● **What needs to be done**
Reproduce the listing below word for word, from its first line through its last.

# Start of Provided records

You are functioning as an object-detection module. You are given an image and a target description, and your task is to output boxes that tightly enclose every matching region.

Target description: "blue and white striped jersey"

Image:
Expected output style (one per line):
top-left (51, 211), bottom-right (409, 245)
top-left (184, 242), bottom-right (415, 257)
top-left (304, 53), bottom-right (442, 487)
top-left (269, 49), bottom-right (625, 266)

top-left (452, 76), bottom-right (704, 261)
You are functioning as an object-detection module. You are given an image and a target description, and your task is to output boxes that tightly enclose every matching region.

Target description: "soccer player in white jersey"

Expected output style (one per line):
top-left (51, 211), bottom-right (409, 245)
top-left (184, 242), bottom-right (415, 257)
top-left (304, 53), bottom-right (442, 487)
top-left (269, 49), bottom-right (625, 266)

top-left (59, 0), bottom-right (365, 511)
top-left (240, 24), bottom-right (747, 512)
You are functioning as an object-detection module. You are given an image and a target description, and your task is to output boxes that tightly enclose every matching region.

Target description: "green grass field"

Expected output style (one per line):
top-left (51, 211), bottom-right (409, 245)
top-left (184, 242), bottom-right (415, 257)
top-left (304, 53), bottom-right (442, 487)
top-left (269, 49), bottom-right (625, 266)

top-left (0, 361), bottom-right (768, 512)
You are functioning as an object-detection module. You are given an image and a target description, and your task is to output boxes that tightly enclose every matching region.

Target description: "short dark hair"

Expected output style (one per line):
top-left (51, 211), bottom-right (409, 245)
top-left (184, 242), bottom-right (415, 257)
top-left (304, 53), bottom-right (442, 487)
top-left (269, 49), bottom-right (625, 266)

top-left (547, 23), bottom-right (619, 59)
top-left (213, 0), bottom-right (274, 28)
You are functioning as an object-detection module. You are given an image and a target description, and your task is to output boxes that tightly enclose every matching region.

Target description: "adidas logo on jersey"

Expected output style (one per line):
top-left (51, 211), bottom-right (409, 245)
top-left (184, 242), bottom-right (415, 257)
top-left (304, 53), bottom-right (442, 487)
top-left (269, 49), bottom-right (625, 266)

# End of Provided records

● **Solution for this problem**
You are functioning as an object-detection module. You are given an image and a target description, and your task is to output boxes that tightly enclose every matching region.

Target description: "blue and white striped jersey"

Image:
Expected output style (one per line):
top-left (51, 211), bottom-right (409, 245)
top-left (184, 242), bottom-right (415, 257)
top-left (304, 53), bottom-right (442, 487)
top-left (269, 49), bottom-right (625, 266)

top-left (452, 76), bottom-right (704, 261)
You are functioning as an object-detection module. You are given an image and a target description, and your task is to output boxes that tightly enclose every matching region.

Target description: "soccer player in white jersey"

Expected output style (one per line):
top-left (51, 211), bottom-right (409, 245)
top-left (184, 242), bottom-right (415, 257)
top-left (304, 53), bottom-right (442, 487)
top-left (269, 49), bottom-right (625, 266)

top-left (59, 0), bottom-right (365, 511)
top-left (240, 24), bottom-right (747, 512)
You are functioning as an object-detection module. You are given an image and a target description, and your task is to output boxes that tightly enclose every matching region.

Target description: "green grass field"

Expected output style (one per line):
top-left (51, 211), bottom-right (409, 245)
top-left (184, 242), bottom-right (415, 257)
top-left (304, 53), bottom-right (442, 487)
top-left (269, 49), bottom-right (625, 266)

top-left (0, 361), bottom-right (768, 512)
You are functioning as an object-detection module. You are given an image and a target description, and your task is to output boxes that tightly enclose every matching region.

Target description: "short dark hair"

Expected output style (one per line):
top-left (51, 211), bottom-right (409, 245)
top-left (184, 242), bottom-right (415, 257)
top-left (304, 53), bottom-right (442, 487)
top-left (269, 49), bottom-right (625, 266)

top-left (547, 23), bottom-right (619, 59)
top-left (213, 0), bottom-right (274, 28)
You are functioning as an object-detection module. You are given an image and a target description, and your task is to output boxes that tightly enclose every matching region.

Target description: "adidas logo on jersey"

Expected output style (one per line):
top-left (51, 211), bottom-right (409, 245)
top-left (184, 242), bottom-right (415, 257)
top-left (304, 53), bottom-right (442, 487)
top-left (269, 49), bottom-right (625, 266)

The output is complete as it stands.